(Your task): Copy the following lines word for word, covering all of the records.

(A run of records):
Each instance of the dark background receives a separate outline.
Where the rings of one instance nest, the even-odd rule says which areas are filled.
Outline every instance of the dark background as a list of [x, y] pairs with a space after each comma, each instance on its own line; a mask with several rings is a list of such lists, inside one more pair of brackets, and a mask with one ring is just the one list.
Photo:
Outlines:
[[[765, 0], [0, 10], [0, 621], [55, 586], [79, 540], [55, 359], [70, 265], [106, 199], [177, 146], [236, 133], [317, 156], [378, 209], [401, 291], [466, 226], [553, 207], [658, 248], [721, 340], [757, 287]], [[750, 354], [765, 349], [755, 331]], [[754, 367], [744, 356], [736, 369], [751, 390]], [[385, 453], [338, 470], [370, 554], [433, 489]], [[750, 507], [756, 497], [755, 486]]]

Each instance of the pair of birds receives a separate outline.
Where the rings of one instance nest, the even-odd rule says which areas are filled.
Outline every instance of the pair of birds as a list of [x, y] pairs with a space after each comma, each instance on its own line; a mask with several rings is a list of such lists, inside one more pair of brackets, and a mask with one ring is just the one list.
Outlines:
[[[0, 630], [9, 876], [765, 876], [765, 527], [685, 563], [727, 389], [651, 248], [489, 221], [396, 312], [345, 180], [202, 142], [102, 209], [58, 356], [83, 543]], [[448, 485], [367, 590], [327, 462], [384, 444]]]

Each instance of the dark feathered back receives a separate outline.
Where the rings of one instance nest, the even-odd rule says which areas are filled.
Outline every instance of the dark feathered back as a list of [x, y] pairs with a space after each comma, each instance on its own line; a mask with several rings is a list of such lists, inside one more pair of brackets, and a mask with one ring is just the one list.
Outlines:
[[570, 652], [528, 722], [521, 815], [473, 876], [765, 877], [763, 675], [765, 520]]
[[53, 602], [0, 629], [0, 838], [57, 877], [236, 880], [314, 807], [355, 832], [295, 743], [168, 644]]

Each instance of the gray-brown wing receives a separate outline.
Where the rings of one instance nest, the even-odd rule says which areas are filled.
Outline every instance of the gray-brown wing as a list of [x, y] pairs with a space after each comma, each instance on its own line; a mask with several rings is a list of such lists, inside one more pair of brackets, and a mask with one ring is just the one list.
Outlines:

(Solved exercise):
Each instance of the dark background receives a separate outline.
Where the rings of one instance nest, the even-odd rule says which areas are filled.
Outline every instance of the dark background as a list of [x, y] pairs with a space after each comma, each instance on its own line; a mask with several rings is a list of such lists, inside one more pair of brackets, and a mask with one ring is just the one list.
Photo:
Outlines:
[[[765, 0], [0, 10], [0, 621], [55, 586], [79, 540], [55, 359], [70, 265], [106, 199], [177, 146], [236, 133], [317, 156], [378, 209], [401, 291], [466, 226], [553, 207], [658, 248], [721, 340], [757, 287]], [[750, 354], [765, 349], [755, 331]], [[754, 367], [744, 356], [736, 369], [751, 390]], [[385, 453], [338, 470], [370, 554], [433, 489]], [[750, 507], [756, 497], [755, 486]]]

Each instance of the pair of birds receives a separate outline.
Where the rings of one instance nest, the even-odd rule says which areas are filled.
Outline every instance of the pair of birds as a list of [x, y] pairs with a space after each comma, each instance on its own line; a mask with several rings is a list of such lists, inside one more pair of brackets, and a mask with one ring is just the one list.
Outlines:
[[[0, 630], [9, 876], [765, 876], [765, 527], [685, 563], [727, 389], [651, 248], [489, 221], [396, 312], [345, 180], [202, 142], [102, 209], [58, 356], [83, 543]], [[448, 485], [367, 590], [327, 462], [384, 444]]]

Each instance of the dark feathered back receives a separate outline.
Where the rings of one instance nest, the even-odd rule says which areas are filled.
Outline every instance of the dark feathered back as a list of [x, y] pairs with a space after each comma, each instance on its own line; a mask with several rings is a list of such lists, inside one more pair of brackets, and a mask with one ring is just the one list.
Outlines:
[[570, 652], [528, 722], [521, 815], [473, 876], [765, 877], [763, 675], [765, 520]]
[[53, 602], [0, 629], [0, 838], [57, 877], [236, 880], [314, 807], [355, 832], [295, 743], [168, 644]]

Each instance of the gray-brown wing receives a separate outline.
Where the rings of one instance nest, the even-odd rule says which areas are filled.
Outline every instance of the gray-brown wing as a list of [x, y] pairs with a space after each comma, each instance on its own line; a mask with several rings is a list of such lists, inside one more pair of brackets, and a mask with one ring is just the one list.
Outlines:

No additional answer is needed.